▶ [Data to use]
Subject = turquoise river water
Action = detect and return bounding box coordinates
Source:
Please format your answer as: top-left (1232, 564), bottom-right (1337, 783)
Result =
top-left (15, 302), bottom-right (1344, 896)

▶ [Your task]
Reproduce the material in full, replacing "turquoise" with "teal" wherever it occurs and leaving everything else unchanged.

▶ [Completed task]
Subject = teal river water
Action = detect and return bounding box coordinates
Source:
Please format your answer as: top-left (1232, 564), bottom-right (1337, 783)
Result =
top-left (15, 302), bottom-right (1344, 896)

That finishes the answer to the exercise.